■ **练习题目**
请从节选原文中含有“收稿日期:2023-01-19 修回日期:2023-10-10 出版日期:2024-03-15”的地方写起，写到“Jueliang³, HAN Shuguang³()”为止，并把其中的“硕士”换成“博士”。

■ **节选原文**
———

基于服装吊挂系统协同的车间混合流水线布局优化

doi:10.13475/j.fzxb.20221204501

纺织学报 ›› 2024, Vol. 45 ›› Issue (03): 169-176.doi: 10.13475/j.fzxb.20221204501

基于服装吊挂系统协同的车间混合流水线布局优化

童锡宇¹, 郑路², 杨金昌², 胡觉亮³, 韩曙光³()

1.浙江理工大学经济管理学院, 浙江杭州 310018
2.达利(中国)有限公司, 浙江杭州 311200
3.浙江理工大学理学院, 浙江杭州 310018

收稿日期:2023-01-19 修回日期:2023-10-10 出版日期:2024-03-15 发布日期:2024-04-15
通讯作者: 韩曙光
作者简介:童锡宇(1997—),男,硕士。主要研究方向为物流系统建模与优化。
基金资助:
国家自然科学基金项目(12071436)

Optimization of mixed production line layout for collaborative clothing suspension system

TONG Xiyu¹, ZHENG Lu², YANG Jinchang², HU Jueliang³, HAN Shuguang³()

———

■ **所给数据**

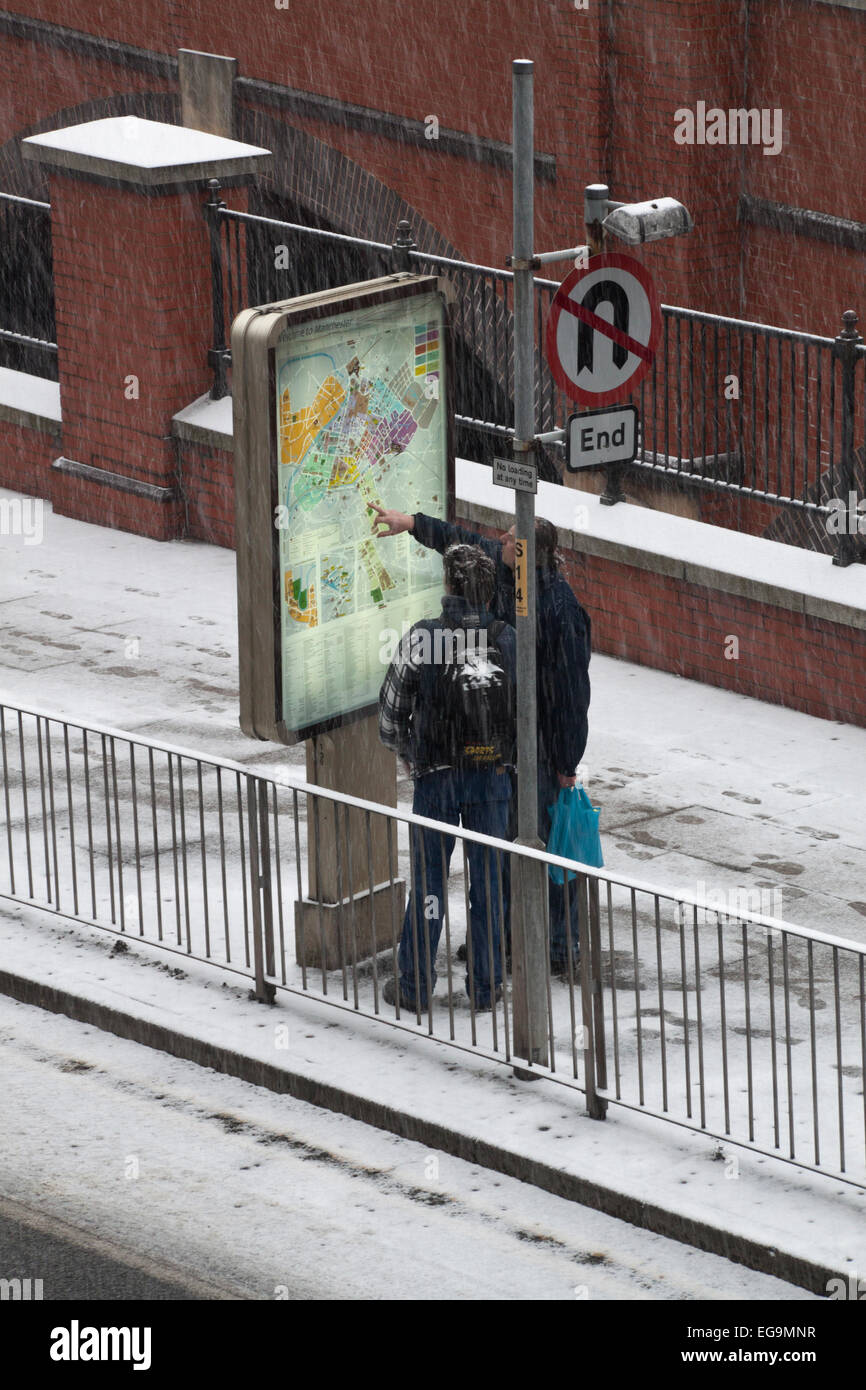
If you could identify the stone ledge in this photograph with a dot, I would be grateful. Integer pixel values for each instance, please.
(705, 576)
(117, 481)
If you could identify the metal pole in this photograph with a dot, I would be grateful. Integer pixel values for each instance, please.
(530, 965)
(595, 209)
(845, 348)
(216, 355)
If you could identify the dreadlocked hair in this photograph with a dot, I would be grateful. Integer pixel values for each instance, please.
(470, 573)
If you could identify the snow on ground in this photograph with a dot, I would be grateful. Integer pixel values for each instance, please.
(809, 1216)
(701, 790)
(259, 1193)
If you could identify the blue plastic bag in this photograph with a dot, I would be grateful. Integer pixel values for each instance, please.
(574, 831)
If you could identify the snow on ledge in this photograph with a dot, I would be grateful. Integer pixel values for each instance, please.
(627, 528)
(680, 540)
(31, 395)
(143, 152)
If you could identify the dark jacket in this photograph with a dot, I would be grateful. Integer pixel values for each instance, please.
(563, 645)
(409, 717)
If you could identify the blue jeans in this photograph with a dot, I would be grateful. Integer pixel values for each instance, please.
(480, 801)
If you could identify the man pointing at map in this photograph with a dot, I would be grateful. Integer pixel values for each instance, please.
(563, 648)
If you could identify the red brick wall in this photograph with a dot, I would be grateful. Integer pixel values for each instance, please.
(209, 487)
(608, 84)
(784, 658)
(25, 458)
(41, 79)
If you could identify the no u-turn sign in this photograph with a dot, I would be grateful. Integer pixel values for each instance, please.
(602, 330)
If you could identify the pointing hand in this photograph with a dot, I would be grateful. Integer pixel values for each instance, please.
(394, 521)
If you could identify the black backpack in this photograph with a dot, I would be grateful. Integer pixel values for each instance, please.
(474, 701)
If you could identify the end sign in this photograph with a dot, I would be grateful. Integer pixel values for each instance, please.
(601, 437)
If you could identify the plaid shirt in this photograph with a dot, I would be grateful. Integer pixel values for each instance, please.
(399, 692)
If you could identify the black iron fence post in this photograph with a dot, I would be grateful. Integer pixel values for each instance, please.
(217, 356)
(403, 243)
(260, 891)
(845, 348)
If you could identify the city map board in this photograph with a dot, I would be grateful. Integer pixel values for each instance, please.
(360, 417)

———

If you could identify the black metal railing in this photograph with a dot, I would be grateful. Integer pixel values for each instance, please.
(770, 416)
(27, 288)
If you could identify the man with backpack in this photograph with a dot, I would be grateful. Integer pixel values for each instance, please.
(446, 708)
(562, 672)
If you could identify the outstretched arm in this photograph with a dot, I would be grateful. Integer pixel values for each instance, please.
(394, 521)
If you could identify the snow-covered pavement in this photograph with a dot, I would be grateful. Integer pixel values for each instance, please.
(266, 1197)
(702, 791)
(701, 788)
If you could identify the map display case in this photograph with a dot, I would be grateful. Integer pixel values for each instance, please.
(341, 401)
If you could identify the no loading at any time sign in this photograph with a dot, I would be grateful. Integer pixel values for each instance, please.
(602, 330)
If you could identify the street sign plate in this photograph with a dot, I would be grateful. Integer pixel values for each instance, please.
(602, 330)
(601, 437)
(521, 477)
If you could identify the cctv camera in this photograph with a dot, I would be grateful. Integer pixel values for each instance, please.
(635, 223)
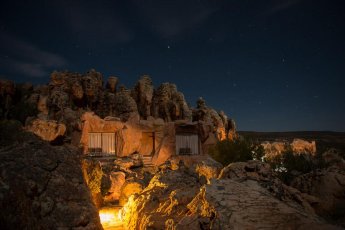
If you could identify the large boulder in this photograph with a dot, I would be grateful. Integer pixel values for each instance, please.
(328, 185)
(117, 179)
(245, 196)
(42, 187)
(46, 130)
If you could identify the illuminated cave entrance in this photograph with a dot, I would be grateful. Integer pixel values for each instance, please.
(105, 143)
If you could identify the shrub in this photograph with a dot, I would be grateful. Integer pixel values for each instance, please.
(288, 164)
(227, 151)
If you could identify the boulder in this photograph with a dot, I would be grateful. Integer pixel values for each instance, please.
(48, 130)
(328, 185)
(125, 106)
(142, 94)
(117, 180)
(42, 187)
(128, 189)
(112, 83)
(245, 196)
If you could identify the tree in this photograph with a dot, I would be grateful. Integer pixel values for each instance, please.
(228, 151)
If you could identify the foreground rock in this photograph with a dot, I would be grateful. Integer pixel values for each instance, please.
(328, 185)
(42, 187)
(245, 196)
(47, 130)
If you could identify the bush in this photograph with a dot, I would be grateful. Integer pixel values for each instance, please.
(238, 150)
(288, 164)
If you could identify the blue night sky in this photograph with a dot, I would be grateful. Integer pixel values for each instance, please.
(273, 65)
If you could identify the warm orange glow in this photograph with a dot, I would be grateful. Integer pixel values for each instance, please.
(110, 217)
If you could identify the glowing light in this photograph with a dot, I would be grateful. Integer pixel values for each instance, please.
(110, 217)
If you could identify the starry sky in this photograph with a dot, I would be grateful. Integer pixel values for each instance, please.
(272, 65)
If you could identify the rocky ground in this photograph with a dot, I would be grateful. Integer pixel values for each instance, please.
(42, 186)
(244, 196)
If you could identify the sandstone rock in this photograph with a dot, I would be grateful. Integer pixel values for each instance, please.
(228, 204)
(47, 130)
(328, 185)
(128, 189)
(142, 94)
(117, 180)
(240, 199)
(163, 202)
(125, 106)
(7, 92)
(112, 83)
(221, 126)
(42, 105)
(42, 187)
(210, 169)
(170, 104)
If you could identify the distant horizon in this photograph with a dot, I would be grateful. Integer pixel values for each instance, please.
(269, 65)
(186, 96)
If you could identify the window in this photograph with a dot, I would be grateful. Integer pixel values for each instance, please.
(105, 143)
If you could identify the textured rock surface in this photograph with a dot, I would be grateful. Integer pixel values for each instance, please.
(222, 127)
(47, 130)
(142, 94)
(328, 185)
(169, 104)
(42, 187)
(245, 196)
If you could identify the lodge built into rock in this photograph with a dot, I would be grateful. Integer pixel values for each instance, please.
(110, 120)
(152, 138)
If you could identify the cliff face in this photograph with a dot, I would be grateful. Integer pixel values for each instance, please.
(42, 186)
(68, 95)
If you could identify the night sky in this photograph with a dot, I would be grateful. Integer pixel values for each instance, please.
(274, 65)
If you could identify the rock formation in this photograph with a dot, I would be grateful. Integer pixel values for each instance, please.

———

■ **参考答案**
收稿日期:2023-01-19 修回日期:2023-10-10 出版日期:2024-03-15 发布日期:2024-04-15
通讯作者: 韩曙光
作者简介:童锡宇(1997—),男,博士。主要研究方向为物流系统建模与优化。
基金资助:
国家自然科学基金项目(12071436)

Optimization of mixed production line layout for collaborative clothing suspension system

TONG Xiyu¹, ZHENG Lu², YANG Jinchang², HU Jueliang³, HAN Shuguang³()